#### Texte fourni
§

M. Coiteux : Non. D'abord,
parce qu'il est nécessaire, pour un État moderne, de connaître la situation, la
quantité de personnes, à quelle fonction sont affectées les personnes dans les
réseaux qui sont totalement financés par l'État, en définitive. C'est
nécessaire d'avoir cette connaissance. Alors, partager l'information à
l'intérieur du secteur public et surtout que le gouvernement ait l'information
en temps réel, c'est juste une demande qui est tout à fait naturelle, normale.
Et on aurait d'ailleurs dû le faire avant, mais là on le fait maintenant. D'accord?
Pour le reste, on vit une période pendant
laquelle, effectivement, on doit tous faire des efforts ensemble pour rétablir
l'équilibre budgétaire, et, dans ces efforts qu'on doit faire ensemble, il faut
éviter une croissance des effectifs qui viendrait compromettre l'atteinte de
l'équilibre budgétaire en 2015‑2016. Et là je crois que tout le monde comprend
que, dans ce contexte-là, on doit faire des efforts particuliers. Il est nécessaire,
bien entendu, d'éviter que des voies de contournement soient prises, parce que
ça pourrait être une possibilité. Alors, on ferme cette possibilité, mais, en
même temps, on rend le dirigeant de l'organisme concerné imputable et
responsable de prendre ses décisions. Ce n'est pas au président du Conseil du
trésor à justifier chaque contrat de service, mais par contre, le dirigeant,
lui, il doit s'assurer qu'il n'est pas en train de contourner les objectifs de
la loi. Je pense que c'est un équilibre qui est approprié.
La Modératrice
: Davide
Gentile, Radio-Canada.
M. Gentile (Davide) : Donc,
si je comprends bien, M. Coiteux, tout ça, ce resserrement-là, qui est global,
ça prend fin en avril 2016. Ou est-ce que la loi continue à s'appliquer quant à
la reddition de comptes, etc., après?
M. Coiteux : Regardez, il est nécessaire
que l'État connaisse la situation et sache exactement combien de personnes
oeuvrent à l'intérieur du secteur public. Ce n'est pas normal qu'on n'ait pas
cette connaissance fine qui est nécessaire à une prise de décision éclairée en
temps réel. Alors, l'un des objectifs de la loi, c'est de nous doter des outils
nécessaires pour avoir cette connaissance fine. Alors, ça, ça va rester toujours.
Maintenant, en ce qui concerne le gel des
effectifs, qui est une disposition prévue dans la loi, elle pourra s'exercer à
l'avenir aussi si c'est nécessaire. Donc, la loi va demeurer. La loi, elle est
permanente. Maintenant, notre intention à court terme, c'est de n'appliquer
cette disposition de la loi, qui consiste à geler les effectifs, uniquement,
pour l'instant, pour la période qui va commencer au 1er janvier 2015 et qui va
se terminer à la fin de l'exercice financier 2015‑2016. Plus tard, si jamais un
jour il devient encore à nouveau nécessaire, pour une période déterminée,
d'effectuer un contrôle des effectifs, on n'aura pas besoin de faire une
nouvelle loi. La loi va nous donner tous les pouvoirs pour le faire.

§

#### Lignes extraites
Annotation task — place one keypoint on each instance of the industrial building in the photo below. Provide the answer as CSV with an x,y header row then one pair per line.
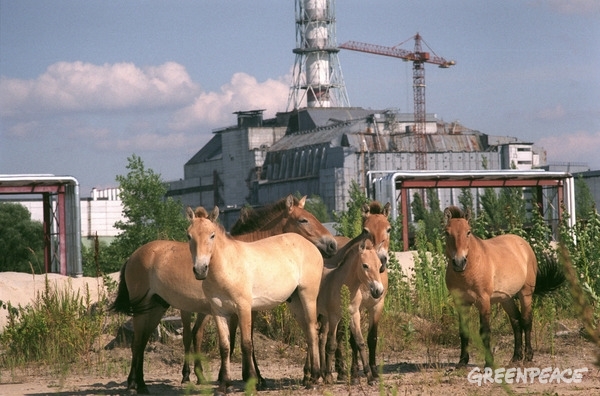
x,y
321,144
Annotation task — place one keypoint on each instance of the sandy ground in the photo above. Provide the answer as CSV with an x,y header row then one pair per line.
x,y
417,369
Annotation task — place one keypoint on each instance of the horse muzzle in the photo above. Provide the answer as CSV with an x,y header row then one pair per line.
x,y
459,264
200,270
328,247
376,290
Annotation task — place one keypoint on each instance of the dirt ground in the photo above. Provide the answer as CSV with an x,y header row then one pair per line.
x,y
416,370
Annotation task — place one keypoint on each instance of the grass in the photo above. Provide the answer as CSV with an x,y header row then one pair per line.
x,y
61,327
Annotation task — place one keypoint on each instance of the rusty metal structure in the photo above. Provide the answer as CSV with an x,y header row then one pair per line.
x,y
317,75
418,57
62,222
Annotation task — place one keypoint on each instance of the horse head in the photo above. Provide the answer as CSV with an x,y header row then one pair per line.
x,y
368,270
301,221
458,235
375,220
202,233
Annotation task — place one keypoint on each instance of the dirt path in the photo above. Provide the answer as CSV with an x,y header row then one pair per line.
x,y
416,371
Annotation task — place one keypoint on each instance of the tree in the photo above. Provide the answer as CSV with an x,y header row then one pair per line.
x,y
349,223
21,240
584,200
149,216
315,205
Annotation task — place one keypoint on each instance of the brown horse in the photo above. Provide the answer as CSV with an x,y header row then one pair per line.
x,y
158,275
356,266
484,272
240,277
286,215
375,221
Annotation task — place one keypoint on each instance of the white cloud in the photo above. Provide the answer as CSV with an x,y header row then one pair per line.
x,y
581,146
146,142
551,114
243,92
581,7
83,87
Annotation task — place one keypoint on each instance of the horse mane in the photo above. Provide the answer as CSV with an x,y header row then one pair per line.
x,y
375,207
341,255
455,212
201,212
255,219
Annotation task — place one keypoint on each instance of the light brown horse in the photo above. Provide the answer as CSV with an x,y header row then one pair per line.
x,y
375,221
240,277
158,275
286,215
484,272
356,266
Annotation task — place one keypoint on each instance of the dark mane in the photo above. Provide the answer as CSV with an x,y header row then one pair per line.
x,y
342,253
375,207
456,212
255,219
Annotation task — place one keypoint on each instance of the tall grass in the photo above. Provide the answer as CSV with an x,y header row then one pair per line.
x,y
58,328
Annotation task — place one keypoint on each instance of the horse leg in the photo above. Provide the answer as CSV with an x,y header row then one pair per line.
x,y
245,318
527,320
186,322
261,382
360,345
224,379
354,364
323,336
143,326
463,332
511,309
330,347
340,359
305,313
198,334
372,338
484,307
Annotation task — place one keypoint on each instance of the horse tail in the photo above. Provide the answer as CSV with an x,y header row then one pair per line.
x,y
122,303
550,275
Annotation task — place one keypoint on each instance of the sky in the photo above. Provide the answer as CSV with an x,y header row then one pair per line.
x,y
86,84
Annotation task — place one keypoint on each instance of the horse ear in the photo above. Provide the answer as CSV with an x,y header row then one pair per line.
x,y
387,209
301,202
289,203
214,215
468,214
366,211
190,213
447,216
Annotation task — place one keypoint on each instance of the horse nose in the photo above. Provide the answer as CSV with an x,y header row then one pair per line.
x,y
331,246
200,271
459,263
383,258
376,290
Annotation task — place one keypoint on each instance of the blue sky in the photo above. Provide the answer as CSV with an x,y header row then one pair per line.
x,y
86,84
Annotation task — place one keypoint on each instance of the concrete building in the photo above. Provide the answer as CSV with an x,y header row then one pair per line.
x,y
322,151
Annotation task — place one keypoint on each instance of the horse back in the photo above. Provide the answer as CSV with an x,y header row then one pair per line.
x,y
513,263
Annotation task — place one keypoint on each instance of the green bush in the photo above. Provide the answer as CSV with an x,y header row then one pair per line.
x,y
58,327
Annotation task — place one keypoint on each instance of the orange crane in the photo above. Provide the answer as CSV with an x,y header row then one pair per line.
x,y
418,58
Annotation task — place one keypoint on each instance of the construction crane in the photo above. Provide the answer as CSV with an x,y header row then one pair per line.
x,y
418,58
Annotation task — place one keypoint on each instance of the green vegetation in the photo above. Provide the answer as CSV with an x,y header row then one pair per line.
x,y
60,327
21,240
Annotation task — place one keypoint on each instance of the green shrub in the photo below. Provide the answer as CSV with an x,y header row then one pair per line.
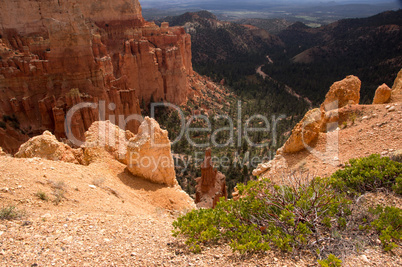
x,y
331,261
389,225
10,213
289,218
368,174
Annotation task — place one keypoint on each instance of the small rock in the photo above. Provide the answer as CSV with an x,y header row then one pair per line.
x,y
364,258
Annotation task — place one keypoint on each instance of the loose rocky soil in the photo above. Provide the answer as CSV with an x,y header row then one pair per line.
x,y
363,130
107,217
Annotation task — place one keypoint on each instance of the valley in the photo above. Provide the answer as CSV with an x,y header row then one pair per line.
x,y
200,133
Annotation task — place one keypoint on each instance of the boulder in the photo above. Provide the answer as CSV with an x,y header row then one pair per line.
x,y
107,136
396,94
46,146
342,93
396,156
149,154
211,186
305,132
382,94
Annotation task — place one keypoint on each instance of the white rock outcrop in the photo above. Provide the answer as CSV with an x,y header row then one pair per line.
x,y
149,154
46,146
107,136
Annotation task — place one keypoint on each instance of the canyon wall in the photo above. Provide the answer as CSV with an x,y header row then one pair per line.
x,y
55,54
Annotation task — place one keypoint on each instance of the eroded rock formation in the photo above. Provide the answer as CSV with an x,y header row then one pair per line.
x,y
46,146
104,135
343,93
149,154
55,54
211,186
305,132
396,94
382,94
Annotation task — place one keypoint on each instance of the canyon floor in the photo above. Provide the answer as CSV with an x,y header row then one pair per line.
x,y
101,215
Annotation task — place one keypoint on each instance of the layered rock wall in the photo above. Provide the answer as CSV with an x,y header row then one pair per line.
x,y
55,54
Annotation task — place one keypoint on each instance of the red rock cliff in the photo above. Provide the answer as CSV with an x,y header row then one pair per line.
x,y
55,54
211,185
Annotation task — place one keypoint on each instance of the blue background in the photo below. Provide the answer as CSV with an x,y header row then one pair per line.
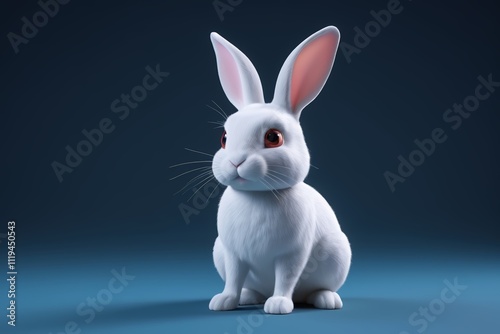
x,y
118,209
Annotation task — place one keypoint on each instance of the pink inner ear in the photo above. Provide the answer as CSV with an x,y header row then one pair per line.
x,y
311,69
229,75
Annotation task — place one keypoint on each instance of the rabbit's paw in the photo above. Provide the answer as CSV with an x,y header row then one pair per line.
x,y
278,305
325,299
251,297
223,302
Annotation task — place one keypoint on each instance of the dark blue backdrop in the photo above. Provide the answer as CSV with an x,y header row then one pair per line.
x,y
392,83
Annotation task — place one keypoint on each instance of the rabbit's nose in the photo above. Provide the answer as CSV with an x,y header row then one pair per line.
x,y
237,165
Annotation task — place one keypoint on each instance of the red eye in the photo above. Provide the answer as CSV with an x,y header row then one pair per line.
x,y
273,138
223,139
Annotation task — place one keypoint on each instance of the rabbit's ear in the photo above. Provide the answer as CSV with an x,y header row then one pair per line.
x,y
306,70
238,76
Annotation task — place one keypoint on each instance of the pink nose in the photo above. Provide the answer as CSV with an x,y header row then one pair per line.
x,y
237,165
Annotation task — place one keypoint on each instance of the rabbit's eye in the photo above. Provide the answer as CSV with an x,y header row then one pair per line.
x,y
273,138
223,139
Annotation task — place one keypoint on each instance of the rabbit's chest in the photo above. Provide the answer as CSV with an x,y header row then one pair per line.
x,y
259,228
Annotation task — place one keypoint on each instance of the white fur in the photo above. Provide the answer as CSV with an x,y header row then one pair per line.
x,y
278,238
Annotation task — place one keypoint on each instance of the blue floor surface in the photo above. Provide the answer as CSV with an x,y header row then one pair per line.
x,y
170,292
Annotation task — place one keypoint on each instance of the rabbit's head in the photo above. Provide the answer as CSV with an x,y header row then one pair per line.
x,y
263,147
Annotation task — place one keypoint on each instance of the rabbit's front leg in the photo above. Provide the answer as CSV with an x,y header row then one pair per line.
x,y
236,272
288,269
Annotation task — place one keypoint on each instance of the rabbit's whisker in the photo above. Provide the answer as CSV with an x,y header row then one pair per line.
x,y
194,179
190,162
195,151
190,171
209,179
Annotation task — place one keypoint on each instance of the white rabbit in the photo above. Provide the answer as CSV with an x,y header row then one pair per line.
x,y
279,239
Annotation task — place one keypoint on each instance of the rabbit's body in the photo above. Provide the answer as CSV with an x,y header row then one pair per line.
x,y
253,232
278,239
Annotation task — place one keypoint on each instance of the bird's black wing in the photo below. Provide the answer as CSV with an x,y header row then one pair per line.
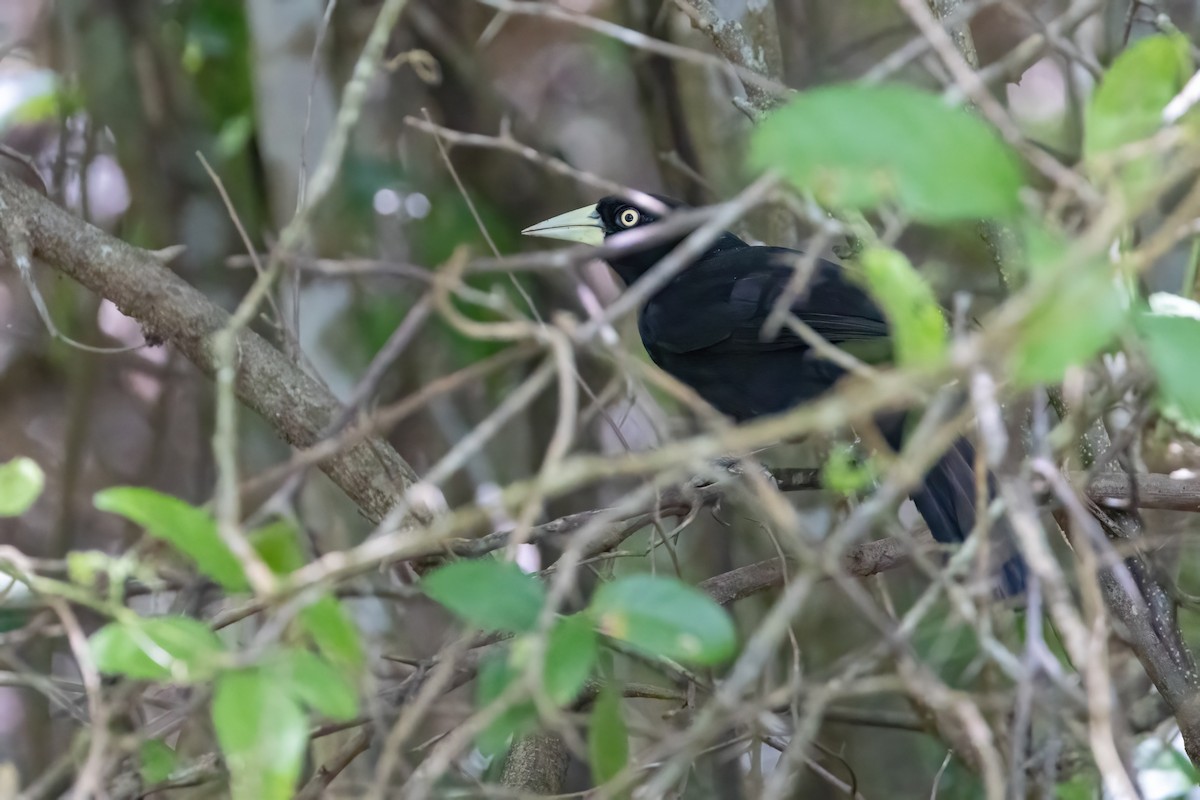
x,y
723,301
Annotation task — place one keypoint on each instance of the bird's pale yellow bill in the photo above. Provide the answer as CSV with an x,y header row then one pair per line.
x,y
581,224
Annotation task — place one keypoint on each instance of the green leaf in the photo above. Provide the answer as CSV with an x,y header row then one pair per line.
x,y
177,649
84,566
845,473
21,483
317,684
487,594
333,631
1171,338
496,674
190,530
1128,104
277,543
857,146
157,761
571,651
918,328
263,734
1069,328
607,738
665,617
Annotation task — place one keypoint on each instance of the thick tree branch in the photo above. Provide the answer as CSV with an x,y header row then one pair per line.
x,y
171,310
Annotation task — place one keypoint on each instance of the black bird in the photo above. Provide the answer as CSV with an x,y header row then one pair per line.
x,y
705,328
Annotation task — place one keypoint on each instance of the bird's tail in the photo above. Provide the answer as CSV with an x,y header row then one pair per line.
x,y
947,501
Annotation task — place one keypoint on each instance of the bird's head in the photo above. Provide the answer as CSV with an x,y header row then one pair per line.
x,y
615,216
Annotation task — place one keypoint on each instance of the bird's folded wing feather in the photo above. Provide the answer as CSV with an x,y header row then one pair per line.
x,y
726,299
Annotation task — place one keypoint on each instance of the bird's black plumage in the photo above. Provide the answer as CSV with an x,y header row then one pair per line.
x,y
705,328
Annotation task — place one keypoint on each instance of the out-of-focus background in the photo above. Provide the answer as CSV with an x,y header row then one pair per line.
x,y
117,101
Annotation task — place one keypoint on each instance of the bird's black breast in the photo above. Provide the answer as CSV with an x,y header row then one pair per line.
x,y
705,328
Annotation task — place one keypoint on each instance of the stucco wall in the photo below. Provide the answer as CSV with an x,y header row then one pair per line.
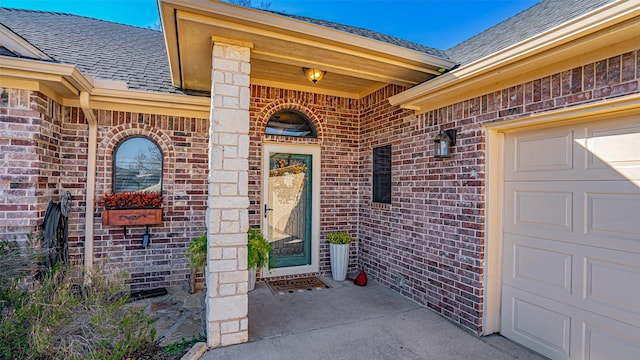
x,y
430,243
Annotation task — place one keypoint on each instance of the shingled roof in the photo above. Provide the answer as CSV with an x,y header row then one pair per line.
x,y
530,22
113,51
102,49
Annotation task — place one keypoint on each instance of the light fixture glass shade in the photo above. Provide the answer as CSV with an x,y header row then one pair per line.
x,y
314,74
443,142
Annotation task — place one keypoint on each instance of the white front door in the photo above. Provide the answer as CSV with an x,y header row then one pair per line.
x,y
571,240
291,207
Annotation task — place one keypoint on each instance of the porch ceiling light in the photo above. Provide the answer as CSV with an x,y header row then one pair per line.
x,y
444,141
313,74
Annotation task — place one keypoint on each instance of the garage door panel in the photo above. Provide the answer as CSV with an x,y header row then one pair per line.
x,y
537,265
539,208
614,215
611,285
571,240
612,146
537,324
561,331
602,339
542,152
594,279
606,150
608,212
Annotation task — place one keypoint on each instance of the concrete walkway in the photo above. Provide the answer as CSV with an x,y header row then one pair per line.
x,y
351,322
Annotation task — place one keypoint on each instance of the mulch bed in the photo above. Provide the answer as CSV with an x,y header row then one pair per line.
x,y
296,285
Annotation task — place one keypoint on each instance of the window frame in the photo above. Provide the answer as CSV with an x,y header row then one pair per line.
x,y
312,129
386,172
115,157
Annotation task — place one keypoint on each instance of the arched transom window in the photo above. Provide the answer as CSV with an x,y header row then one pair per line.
x,y
137,166
290,123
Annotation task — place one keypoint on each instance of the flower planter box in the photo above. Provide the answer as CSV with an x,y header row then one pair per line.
x,y
131,217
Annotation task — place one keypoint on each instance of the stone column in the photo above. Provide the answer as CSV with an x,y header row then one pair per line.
x,y
227,213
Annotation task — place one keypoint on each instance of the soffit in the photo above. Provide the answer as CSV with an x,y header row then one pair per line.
x,y
281,47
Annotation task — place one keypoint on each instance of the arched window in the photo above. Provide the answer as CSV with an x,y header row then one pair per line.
x,y
290,123
137,166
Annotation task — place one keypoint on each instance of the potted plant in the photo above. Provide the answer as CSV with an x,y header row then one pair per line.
x,y
197,251
131,208
339,250
257,254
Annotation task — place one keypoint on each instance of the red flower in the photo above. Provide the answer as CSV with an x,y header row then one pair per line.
x,y
138,199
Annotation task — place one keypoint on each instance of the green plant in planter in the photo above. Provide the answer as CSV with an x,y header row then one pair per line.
x,y
339,237
198,251
257,249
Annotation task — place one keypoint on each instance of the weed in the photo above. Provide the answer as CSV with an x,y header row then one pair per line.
x,y
183,345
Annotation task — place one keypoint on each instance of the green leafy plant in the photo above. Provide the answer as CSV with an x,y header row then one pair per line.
x,y
257,249
198,251
183,345
339,237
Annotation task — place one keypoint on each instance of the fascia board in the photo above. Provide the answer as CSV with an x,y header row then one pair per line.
x,y
102,91
19,45
41,69
261,19
606,16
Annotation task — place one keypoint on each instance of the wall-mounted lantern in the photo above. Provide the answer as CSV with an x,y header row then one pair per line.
x,y
444,141
313,74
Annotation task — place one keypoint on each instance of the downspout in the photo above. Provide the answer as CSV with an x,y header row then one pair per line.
x,y
91,180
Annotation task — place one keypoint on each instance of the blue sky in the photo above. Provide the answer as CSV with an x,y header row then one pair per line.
x,y
436,23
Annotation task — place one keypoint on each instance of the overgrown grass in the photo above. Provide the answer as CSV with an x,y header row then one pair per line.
x,y
58,318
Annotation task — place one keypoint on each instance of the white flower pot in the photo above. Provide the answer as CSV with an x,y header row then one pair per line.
x,y
252,279
339,261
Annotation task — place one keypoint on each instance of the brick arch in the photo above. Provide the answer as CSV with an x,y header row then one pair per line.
x,y
289,104
117,134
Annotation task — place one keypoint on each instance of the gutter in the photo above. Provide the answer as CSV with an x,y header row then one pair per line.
x,y
91,180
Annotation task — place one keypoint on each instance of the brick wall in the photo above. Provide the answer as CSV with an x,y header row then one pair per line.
x,y
44,153
430,243
183,142
336,122
30,160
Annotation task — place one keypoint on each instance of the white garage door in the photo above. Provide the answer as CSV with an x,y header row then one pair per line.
x,y
571,241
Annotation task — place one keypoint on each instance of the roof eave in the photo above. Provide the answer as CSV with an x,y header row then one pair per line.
x,y
611,22
271,24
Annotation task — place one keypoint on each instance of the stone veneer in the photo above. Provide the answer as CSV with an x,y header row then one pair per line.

§

#### Défi
Continuez la transcription sur le gel des effectifs à partir de sa dernière phrase.

#### Réponse à l'exercice
M. Gentile (Davide) : O.K.
Qu'est-ce qui vous garantit qu'il n'y aura pas… c'est une méthode connue, en
santé entre autres, je pars à la retraite, je reviens le lendemain avec un contrat,
là.
M. Coiteux : Bien, voyez-vous,
le dirigeant va devoir être… Il va devoir signer chacun des contrats de service
personnellement, et les justifier, et donner une reddition de comptes. Le
Conseil du trésor, moi comme président en l'occurrence, j'ai des pouvoirs de
vérification. Et il y a un certain nombre de sanctions qui sont prévues à la
loi, je pense que vous avez eu un briefing technique avant, pour s'assurer que
les dirigeants respectent l'esprit et la lettre de cette loi-là qui vise à
éviter ce genre de situation.
M. Gentile (Davide) : Vous
souriez depuis tout à l'heure. Vous avez l'air de trouver ça surréaliste que ça
n'ait pas été fait avant.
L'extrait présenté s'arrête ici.